# Task instructions
Please quote the records word for word, starting with the line that contains "Audit check: the yellow talon" and going on through the line that contains "515;278;1140;900".

[Data items]
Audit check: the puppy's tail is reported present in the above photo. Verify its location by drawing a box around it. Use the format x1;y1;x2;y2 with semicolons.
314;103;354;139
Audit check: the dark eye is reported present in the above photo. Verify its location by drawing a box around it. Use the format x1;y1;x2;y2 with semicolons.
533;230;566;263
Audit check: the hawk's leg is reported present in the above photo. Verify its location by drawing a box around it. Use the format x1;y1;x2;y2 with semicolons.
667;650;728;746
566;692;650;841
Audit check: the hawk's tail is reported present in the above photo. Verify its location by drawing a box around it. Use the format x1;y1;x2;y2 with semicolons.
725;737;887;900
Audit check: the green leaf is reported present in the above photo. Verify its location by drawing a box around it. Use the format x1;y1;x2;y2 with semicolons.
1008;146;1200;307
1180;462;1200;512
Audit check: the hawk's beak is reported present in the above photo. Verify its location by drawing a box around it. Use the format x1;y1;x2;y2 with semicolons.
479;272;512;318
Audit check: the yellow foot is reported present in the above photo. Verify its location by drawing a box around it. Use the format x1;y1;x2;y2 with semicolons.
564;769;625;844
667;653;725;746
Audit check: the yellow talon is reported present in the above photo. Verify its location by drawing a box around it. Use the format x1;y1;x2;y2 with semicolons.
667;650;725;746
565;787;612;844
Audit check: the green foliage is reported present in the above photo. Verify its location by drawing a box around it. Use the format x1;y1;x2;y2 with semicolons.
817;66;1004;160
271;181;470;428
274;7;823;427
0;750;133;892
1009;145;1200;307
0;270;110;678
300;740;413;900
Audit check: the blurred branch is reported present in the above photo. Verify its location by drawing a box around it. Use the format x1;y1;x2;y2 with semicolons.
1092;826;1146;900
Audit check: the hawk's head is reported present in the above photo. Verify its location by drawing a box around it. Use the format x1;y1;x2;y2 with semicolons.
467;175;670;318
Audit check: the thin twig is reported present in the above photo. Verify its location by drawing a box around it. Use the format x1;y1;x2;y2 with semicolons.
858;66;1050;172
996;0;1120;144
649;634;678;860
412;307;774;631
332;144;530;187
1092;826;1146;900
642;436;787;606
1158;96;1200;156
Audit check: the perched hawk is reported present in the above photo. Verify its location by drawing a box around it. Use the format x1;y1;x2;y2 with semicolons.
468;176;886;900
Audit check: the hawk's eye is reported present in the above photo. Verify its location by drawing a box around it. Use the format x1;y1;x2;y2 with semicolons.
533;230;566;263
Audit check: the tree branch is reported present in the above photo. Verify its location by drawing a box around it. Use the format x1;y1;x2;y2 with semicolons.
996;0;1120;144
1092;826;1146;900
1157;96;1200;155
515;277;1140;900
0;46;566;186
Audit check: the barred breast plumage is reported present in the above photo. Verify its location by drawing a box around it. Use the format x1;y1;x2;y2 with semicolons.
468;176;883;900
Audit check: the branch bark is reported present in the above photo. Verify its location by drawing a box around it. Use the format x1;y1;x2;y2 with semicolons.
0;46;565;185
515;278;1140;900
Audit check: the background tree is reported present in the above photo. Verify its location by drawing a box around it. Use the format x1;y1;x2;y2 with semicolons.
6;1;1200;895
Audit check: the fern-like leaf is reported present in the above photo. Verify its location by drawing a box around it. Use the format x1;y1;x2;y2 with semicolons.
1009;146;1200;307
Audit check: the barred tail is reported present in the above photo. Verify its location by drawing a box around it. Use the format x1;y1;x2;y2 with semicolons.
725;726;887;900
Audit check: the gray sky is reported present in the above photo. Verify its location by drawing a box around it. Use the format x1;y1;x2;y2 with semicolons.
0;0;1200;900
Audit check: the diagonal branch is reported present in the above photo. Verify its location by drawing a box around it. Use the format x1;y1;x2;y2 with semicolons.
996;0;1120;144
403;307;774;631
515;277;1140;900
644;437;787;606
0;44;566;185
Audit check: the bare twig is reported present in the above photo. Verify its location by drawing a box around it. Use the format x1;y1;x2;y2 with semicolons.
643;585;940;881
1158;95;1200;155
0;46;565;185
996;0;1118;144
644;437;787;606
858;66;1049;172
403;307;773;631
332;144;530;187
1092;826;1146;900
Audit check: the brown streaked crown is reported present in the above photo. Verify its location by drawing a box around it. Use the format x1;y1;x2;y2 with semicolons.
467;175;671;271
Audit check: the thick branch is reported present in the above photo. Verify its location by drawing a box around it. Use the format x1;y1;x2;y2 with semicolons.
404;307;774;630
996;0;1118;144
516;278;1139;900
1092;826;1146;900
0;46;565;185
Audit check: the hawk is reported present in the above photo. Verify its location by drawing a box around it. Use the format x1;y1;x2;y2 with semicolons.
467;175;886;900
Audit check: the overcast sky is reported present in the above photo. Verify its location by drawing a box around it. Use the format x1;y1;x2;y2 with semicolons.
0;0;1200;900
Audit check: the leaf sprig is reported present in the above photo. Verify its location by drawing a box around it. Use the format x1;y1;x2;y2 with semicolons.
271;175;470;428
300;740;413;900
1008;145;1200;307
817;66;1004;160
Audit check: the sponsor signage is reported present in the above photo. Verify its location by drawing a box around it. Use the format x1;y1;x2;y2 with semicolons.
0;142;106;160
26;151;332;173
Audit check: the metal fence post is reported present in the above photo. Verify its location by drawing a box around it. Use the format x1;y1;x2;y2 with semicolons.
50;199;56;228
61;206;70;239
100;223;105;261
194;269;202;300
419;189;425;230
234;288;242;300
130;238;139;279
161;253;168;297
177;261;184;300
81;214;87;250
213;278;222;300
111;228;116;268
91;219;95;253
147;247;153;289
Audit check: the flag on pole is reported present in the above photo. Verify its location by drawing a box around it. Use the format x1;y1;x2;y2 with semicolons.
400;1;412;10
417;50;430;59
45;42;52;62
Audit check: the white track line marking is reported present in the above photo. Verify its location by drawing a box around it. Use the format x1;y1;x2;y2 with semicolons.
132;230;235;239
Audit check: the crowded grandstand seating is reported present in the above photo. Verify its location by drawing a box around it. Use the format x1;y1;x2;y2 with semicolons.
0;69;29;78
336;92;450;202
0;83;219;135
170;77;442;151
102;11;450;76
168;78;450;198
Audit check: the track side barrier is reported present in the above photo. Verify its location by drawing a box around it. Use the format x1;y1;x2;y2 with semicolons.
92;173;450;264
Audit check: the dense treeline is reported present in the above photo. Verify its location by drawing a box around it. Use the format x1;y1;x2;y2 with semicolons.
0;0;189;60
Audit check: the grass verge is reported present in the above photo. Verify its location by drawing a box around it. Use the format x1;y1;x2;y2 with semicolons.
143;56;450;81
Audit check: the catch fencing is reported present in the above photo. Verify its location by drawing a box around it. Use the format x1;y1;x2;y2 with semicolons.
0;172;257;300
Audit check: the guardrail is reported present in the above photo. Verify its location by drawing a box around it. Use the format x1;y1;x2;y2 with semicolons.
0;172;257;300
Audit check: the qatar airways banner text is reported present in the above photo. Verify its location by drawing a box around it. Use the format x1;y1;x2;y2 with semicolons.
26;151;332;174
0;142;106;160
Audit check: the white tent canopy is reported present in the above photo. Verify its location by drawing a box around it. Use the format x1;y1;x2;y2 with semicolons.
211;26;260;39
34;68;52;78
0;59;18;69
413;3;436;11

# Solution to this problem
Audit check: the yellow talon is reported present in the above photo. Verify its location by drawing a box around it. Use the format x1;y1;x2;y2 with semicolons.
667;650;725;746
565;787;612;844
Audit check: the green foliage is reported present in the above photo. Verify its location by drawing a box around it. Use the format x1;y1;x2;y2 with semicolons.
817;66;1004;160
271;181;470;428
274;7;823;427
0;750;133;892
1009;145;1200;307
0;270;110;678
300;740;413;900
Audit check: the blurred branch is reported present in the above photo. Verify its location by drawing a box around it. Use the format x1;y1;x2;y2 with semicolons.
1092;826;1146;900
Audit check: the hawk's head is reported present in the above photo. Verify its location by drawing a box around it. Use the format x1;y1;x2;y2 with semicolons.
467;175;670;318
Audit check: the thin twig is reported present in the above photo. Verify its location by drawing a box around it. Use the format x1;y1;x2;y2 with semicolons.
858;66;1050;172
996;0;1120;144
649;634;678;860
412;307;774;631
332;144;530;187
1092;826;1146;900
642;436;787;606
1158;96;1200;156
Audit check: the perched hawk is reported present in the above photo. Verify its location by drawing a box around it. Use the format x1;y1;x2;y2 with semicolons.
468;176;886;900
Audit check: the hawk's eye is reported present in the above photo. Verify its location by drawing a box around it. Use the format x1;y1;x2;y2 with semicolons.
533;230;566;263
Audit check: the tree branch is reported present in the above photo. Verify its location by drawing a box around it. Use the format x1;y1;x2;y2 with semicolons.
996;0;1120;144
1092;826;1146;900
1157;96;1200;155
515;277;1140;900
0;46;566;186
Audit check: the barred breast plumage is reported present in the above photo. Verify its location by drawing a box around it. Use the format x1;y1;x2;y2 with semicolons.
468;176;883;900
Audit check: the branch bark is reported present in the above photo. Verify its location by drawing a box around it. Use the format x1;y1;x2;y2 with semicolons.
0;46;565;185
515;278;1140;900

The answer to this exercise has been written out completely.